Reproduce every line of the records below, requests included, offsetting each x and y coordinate in the answers by 73 while leaving the numbers in the requests and their format samples unchanged. Omit the pictures from your reply.

Dataset items
--------------------
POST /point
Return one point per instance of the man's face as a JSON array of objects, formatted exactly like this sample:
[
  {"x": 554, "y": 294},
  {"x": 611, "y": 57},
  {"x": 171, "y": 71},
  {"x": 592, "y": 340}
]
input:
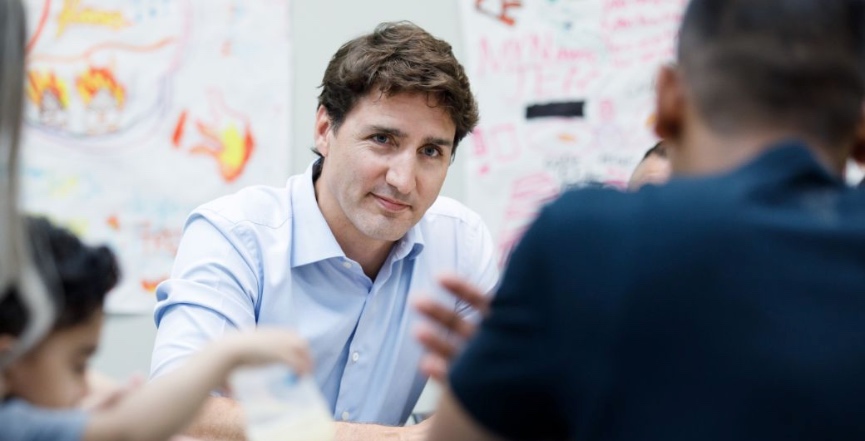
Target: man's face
[
  {"x": 383, "y": 167},
  {"x": 52, "y": 375},
  {"x": 655, "y": 169}
]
--------------------
SOLUTION TO THIS PROBLEM —
POST /point
Return one point per instance of the man's face as a JSON array of objects, formatted exactly like this sample:
[
  {"x": 554, "y": 294},
  {"x": 611, "y": 57},
  {"x": 171, "y": 71},
  {"x": 592, "y": 340}
]
input:
Target: man's face
[
  {"x": 456, "y": 240},
  {"x": 125, "y": 448},
  {"x": 728, "y": 242}
]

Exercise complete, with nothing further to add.